## [Selected passage]
- Opening Delimiter -

The Battle for Iraq from Within: Political Foes
With billions of US dollars and many American lives, the Iraqi war militarily, is fading as 2011 approaches. While we did free the country from a tyrant, the next year will truly be the ultimate test for the numerous political parties under Maliki.
Will the democracy sustain itself or will Iraq fall into an Iran type government?
All of the diverse groups have common goals: kick the US out, gaining power for their own agenda. The groups include the Baathist party, home to Saddam Hussein; an al-Qaeda linked party that wants to emulate Iranian government, and the Shiite party which are strongly supported with money by Iran, which advances iran's interests in Iraq: oil and islam.
We set them up in a democratic way and now we can only sit on the sidelines for the next year and see how our friend will fall in 2011 and beyond. Like a son o daughter, Daddy cannot always be there to bail them out should they go a different way.
As parties become marginalized in the political process, they cause mayhem with bombs and terrorist attacks and since the Shiites have been in power, the Sunnis are to blame. Of the Sunni groups, there is:
Islamic State of Iraq-tied to al-Qaeda but is Iraqi. They want an Iran clone for government.
High Command for Jihad - this is a group of Sunnis consisting of 22 cells but largely is Baathist. They want the old way, its leader is Hussein's deputy, Izzat al-Douri.
Ansar al-Sunna- a more extremist group of Kurds and want Islamic law for Iraq.
The main Shiite groups are:
Promised Day Brigades- they hate Americans. Their leader is Moqtada al-Sadr.
League of the Righteous - they hate Americans. Loosely tied to Iranian interests.
Brigades of Hezbollah - this group is directly an arm of the Iranian Revolutionary Guards. They want an Iranian-style clerical government.
From American interests, it seems to be a selection of the "best from the worse" that Iraq can offer. Unfortunately, the Promised Day Brigades has been most successful and now provided support to Maliki with a condition: that many of the governmental positions there go to members of this pro-Iran party. Thus, this party is using its political clout to gradually take control of the majority of seats in Iraq's parliament.
Iran may win without firing a shot via the Iraqi political process that America put in place. Talk about ironic.

- Closing Delimiter -

## [Data excerpts]
- Opening Delimiter -

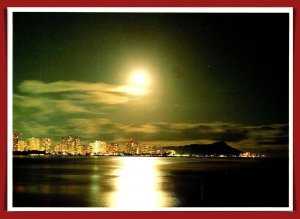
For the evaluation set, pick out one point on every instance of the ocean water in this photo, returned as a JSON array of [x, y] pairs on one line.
[[149, 182]]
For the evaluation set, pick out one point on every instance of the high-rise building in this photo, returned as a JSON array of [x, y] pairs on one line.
[[16, 138], [22, 146], [47, 145], [34, 144]]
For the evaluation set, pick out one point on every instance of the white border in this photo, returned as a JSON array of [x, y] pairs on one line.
[[288, 10]]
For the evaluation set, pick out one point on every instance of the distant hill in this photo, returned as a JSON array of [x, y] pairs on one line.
[[217, 148]]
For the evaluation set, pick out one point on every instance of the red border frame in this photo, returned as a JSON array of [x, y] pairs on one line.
[[146, 3]]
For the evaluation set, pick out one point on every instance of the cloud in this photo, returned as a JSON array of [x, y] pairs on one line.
[[89, 110], [87, 92]]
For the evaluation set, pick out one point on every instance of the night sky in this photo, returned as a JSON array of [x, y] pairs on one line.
[[208, 77]]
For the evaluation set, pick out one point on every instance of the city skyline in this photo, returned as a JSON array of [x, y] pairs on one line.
[[202, 78]]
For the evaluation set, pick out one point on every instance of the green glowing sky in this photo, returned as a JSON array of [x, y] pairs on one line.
[[211, 77]]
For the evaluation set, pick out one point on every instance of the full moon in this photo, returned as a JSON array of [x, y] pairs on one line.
[[139, 78]]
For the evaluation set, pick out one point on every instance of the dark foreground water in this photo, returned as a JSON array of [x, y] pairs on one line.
[[149, 182]]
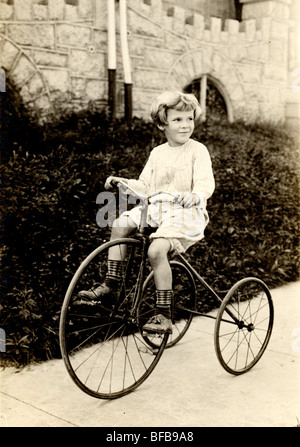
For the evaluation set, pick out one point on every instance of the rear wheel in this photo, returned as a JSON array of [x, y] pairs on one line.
[[101, 344], [244, 325]]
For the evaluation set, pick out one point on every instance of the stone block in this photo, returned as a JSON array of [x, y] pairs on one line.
[[8, 55], [56, 9], [215, 28], [100, 40], [23, 9], [142, 26], [71, 13], [56, 79], [51, 59], [22, 71], [6, 11], [39, 12], [26, 34], [72, 35], [232, 26], [85, 9], [78, 87], [82, 63], [33, 88], [95, 90]]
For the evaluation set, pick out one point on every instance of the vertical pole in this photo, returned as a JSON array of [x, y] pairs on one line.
[[112, 58], [203, 85], [126, 61]]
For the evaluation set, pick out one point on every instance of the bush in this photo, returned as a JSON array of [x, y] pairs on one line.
[[49, 213]]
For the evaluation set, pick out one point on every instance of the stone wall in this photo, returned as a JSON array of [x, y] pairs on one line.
[[55, 53]]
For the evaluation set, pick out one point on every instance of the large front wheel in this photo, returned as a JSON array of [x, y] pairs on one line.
[[244, 325], [101, 344]]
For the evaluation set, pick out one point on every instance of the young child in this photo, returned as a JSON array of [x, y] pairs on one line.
[[181, 166]]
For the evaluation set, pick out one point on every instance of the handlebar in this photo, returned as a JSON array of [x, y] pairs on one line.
[[151, 197]]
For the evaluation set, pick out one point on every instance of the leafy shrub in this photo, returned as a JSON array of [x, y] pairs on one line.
[[49, 211]]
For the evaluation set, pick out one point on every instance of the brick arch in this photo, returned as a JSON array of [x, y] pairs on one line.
[[195, 63], [22, 72]]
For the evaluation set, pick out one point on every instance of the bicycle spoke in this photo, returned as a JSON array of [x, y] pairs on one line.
[[102, 347], [250, 305]]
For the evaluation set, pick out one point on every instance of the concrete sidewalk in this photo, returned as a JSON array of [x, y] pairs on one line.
[[188, 388]]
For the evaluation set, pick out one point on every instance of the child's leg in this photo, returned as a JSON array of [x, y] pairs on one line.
[[122, 227], [158, 256]]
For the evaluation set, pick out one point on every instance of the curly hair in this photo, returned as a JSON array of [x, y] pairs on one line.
[[173, 100]]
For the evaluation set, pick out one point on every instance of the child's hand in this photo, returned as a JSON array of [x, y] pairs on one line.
[[111, 181], [188, 199]]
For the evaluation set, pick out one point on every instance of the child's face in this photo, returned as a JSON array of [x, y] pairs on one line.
[[180, 126]]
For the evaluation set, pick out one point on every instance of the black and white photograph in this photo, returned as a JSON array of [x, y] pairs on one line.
[[150, 216]]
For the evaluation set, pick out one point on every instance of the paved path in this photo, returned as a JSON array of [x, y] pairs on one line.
[[188, 388]]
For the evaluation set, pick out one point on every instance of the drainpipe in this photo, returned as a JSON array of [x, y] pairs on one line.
[[126, 60], [112, 58]]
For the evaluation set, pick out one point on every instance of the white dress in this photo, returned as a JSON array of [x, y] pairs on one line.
[[175, 170]]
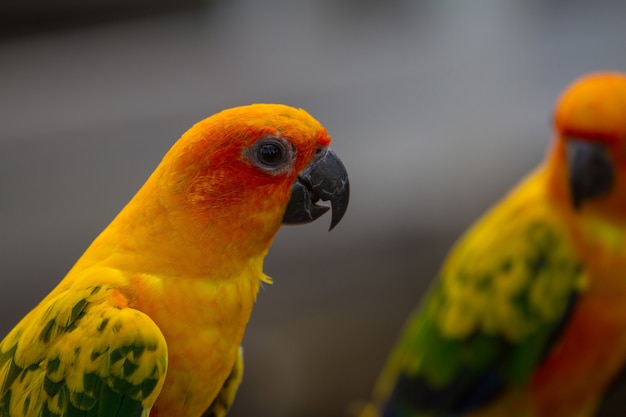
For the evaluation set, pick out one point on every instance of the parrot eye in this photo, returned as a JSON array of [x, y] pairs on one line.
[[271, 154]]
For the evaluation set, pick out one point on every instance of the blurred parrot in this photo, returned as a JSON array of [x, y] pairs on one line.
[[149, 320], [527, 316]]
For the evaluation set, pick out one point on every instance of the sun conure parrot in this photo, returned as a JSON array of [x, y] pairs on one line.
[[149, 320], [527, 316]]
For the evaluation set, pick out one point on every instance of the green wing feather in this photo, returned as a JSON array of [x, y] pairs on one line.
[[76, 354], [225, 397], [490, 317]]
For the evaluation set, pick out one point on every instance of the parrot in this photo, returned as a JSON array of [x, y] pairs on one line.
[[149, 320], [526, 316]]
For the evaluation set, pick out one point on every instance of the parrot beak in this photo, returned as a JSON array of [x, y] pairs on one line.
[[591, 171], [324, 179]]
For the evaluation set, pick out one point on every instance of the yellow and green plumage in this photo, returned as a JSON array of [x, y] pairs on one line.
[[149, 320], [526, 317]]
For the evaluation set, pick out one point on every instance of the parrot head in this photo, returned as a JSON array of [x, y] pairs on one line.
[[250, 169], [590, 121]]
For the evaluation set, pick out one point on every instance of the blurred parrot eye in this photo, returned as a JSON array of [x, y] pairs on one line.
[[271, 154]]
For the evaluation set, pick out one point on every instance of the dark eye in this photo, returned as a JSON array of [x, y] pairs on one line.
[[271, 154]]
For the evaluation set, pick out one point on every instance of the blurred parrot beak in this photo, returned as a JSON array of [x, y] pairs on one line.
[[324, 179], [591, 171]]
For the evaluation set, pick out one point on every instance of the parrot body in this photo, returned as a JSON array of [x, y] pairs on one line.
[[150, 319], [527, 317]]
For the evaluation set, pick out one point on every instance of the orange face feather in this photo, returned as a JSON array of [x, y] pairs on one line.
[[184, 258]]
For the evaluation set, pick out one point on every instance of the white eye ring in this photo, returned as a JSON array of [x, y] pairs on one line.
[[271, 154]]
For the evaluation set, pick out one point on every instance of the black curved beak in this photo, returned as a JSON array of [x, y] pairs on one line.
[[324, 179], [591, 171]]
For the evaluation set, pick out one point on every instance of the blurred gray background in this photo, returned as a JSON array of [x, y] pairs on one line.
[[435, 107]]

- Closing Delimiter -

## [What to do]
- a) Rewrite the paragraph of the piece on Iraq's political foes that begins "From American interests" as a short list, keeping its main facts.
- b) For each statement, say whether it agrees with the piece on Iraq's political foes, answering yes or no and quoting the words that decide it: (i) The leader of the High Command for Jihad is Izzat al-Douri. (ii) The Brigades of Hezbollah is directly an arm of the Iranian Revolutionary Guards. (iii) The Islamic State of Iraq wants a return to the old way.
The rows above are separate material and are not part of the piece on Iraq's political foes.

## [Solutions]
- a)
- For American interests, Iraq offers a selection of the "best from the worse."
- The Promised Day Brigades has been the most successful group.
- It now supports Maliki on the condition that many government positions go to members of this pro-Iran party.
- The party is using its political clout to gradually take control of the majority of seats in Iraq's parliament.

- b)
(i) Yes: "its leader is Hussein's deputy, Izzat al-Douri."
(ii) Yes: "this group is directly an arm of the Iranian Revolutionary Guards."
(iii) No: "They want an Iran clone for government."